Give back all of the data verbatim.

———

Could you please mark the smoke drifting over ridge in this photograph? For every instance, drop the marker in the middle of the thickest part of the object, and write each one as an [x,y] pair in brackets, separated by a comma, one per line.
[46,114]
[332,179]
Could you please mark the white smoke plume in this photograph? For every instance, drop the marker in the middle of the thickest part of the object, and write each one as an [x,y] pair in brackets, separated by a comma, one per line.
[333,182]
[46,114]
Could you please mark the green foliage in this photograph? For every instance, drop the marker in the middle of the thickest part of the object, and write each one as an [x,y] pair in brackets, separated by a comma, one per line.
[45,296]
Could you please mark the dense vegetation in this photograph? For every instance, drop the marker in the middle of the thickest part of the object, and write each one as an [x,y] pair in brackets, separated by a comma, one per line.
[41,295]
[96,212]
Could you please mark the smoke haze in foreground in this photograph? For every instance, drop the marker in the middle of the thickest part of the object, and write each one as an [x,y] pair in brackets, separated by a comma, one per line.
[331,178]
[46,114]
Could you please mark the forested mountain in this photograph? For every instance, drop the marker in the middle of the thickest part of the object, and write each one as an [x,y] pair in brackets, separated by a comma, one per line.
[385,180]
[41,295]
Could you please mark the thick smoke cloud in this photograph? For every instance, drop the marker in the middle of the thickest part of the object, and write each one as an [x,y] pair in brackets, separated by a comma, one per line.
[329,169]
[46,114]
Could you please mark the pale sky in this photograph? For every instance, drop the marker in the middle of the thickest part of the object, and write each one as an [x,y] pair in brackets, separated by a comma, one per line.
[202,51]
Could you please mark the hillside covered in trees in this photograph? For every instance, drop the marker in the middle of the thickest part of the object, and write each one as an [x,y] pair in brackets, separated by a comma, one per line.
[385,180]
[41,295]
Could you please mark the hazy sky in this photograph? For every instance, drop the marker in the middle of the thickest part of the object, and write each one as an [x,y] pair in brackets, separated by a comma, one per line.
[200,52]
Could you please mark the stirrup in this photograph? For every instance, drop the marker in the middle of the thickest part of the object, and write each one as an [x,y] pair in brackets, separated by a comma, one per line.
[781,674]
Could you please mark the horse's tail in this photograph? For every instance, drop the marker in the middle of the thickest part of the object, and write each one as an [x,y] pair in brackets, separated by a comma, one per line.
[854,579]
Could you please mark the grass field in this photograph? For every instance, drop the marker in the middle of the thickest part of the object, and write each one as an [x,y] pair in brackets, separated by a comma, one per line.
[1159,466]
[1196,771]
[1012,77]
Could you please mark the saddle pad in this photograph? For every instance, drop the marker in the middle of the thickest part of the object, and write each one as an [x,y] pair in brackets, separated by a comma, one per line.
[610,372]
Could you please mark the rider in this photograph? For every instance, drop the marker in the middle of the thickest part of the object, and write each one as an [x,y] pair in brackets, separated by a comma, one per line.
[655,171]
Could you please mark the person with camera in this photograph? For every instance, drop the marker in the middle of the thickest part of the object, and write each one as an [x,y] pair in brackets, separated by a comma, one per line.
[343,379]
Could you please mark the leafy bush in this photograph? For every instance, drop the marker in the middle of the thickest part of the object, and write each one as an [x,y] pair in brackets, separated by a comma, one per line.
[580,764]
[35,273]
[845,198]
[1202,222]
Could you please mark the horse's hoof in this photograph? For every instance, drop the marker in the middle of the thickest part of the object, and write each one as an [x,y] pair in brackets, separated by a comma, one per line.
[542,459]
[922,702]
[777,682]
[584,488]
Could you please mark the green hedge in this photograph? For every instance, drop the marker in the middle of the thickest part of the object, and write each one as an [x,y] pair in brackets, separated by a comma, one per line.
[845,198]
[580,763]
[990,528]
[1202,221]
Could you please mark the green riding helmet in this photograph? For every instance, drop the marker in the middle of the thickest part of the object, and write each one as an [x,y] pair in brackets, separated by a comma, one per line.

———

- _Solution to this exercise_
Could you please mark the smoke drifting over ridge in this photograph? For every instance, drop the marker in the middle of the thickest part of the object, and write each one as an [x,y] pair in brackets, separated by a comma, one per line.
[46,114]
[332,179]
Could you please mark the white smoke plume in this photograph? For every instance, drop the marker in the middle of the thickest part of the object, and write each one as an [x,y] pair in brackets, separated by a comma, one per line.
[333,182]
[46,114]
Could you please mark the green foliage in this photograph? For every instance, drop the marker in the middle of the thickest part of the object, and write each one as an [x,y] pair in brackets, separated by a comma, one per line.
[45,296]
Could you please mark the dense vegetation in this photograph? For every instance, drop the marker in the middle of the thickest part of the object, and write each one as an [x,y] pair in brackets, separated by a comma, one per line.
[41,295]
[96,212]
Could you please mark the smoke haze in foreground in this photograph? For every instance, drop the marker in the middle of the thickest part of the object, and write each one as an [x,y] pair in brackets, separated by a comma, one per line.
[331,178]
[46,114]
Could you please mark the forested mountain in this photograph? For every instance, drop the marker in the middle of the thickest part of the object, and write each one as an [x,y] pair in brackets, separated by a comma, one per line.
[385,180]
[41,295]
Could you please mark the thick smoke cloud in this photograph? For every instance, drop the marker in the middle of the thickest part of the object, and write each one as an [x,y] pair in brackets, separated by a comma, one per line.
[329,169]
[46,114]
Could you please mark the pale sky in this photograph? For every instance, drop the marker in the middle of the thickest part of the object, and write each one as an [x,y] pair in brackets, separated by a comma, one per line.
[202,51]
Could you please mark the hillside covered in trees in this photograph? For every instance, drop the marker in the middle of the thickest part of the object, and write each one as an [x,y] pair in brackets, separated by a comma, one per line.
[385,180]
[41,295]
Could you please mark the hazy sky in this photograph? For every instance, drop the marker in the middle of the thickest part of the object, and write each one as an [x,y] pair in brackets, separated by a comma, one per line.
[200,52]
Could you please mark the stirrup in this photograph? For every instance, drop the marker in the middle of the thickest part of the object, and write each one as an [x,y] pair in brackets, separated by a comma, one per line.
[781,674]
Could you please mark the horse's tail in this photograph? For every instance, drop the marker in the middle of the thickest part of the object, and write each one as an [x,y] pair in brackets, separated by a comma, one per line.
[854,579]
Could you please mark the grass field in this photograph? For every instance, drop the marker in the middle of the thickest part of the object, and write each one as an [x,y] pair in brackets, separated by a comma, one per line.
[1159,466]
[1196,771]
[1012,77]
Could you please mark the saddle pad in this photograph? For every instance, drop the marker in the middle of the thickest part of the object, and write each one as an [x,y] pair in brackets, separated by a comma, one per line.
[610,372]
Could you please mark the rider in this photograph? For every instance, drop the marker in the middle of the thickest part of the object, and write each one as an [x,y] pair in brackets, separated by a comma, one per line.
[655,171]
Could you please mark the person with camera in this photograph? For every instance, drop the marker in the middle of the thickest part of the object, and write each one as an [x,y] pair in brackets, separated by a comma, one per line.
[343,379]
Could you please mark the leafy bush in this photograph? For every instance, drop the marker in the middle of the thickest part of the object, and write each one as an [x,y] pair in brackets, separated by a comma, one per line.
[580,764]
[35,273]
[845,198]
[1202,222]
Could you please mark the horse's hoof in this photograph? For every instance, drop the marker in the middle of the thickest part of the object, and write each one as an [x,y] pair in brackets, separated by a comma, one per line.
[542,459]
[922,702]
[777,682]
[584,488]
Could you please mark the green hedge in this photograph? For every instance, drop the marker in the middle of the thickest part of the object, and write each one as an [x,y] pair in brackets, separated by a comma, one per line.
[845,198]
[580,763]
[990,528]
[1202,221]
Could you please mark the green riding helmet in this photograph? For every instance, drop the marker in the middle of the thickest part of the object, and write each one as an [x,y] pair in brackets, separated by a comma, one per line.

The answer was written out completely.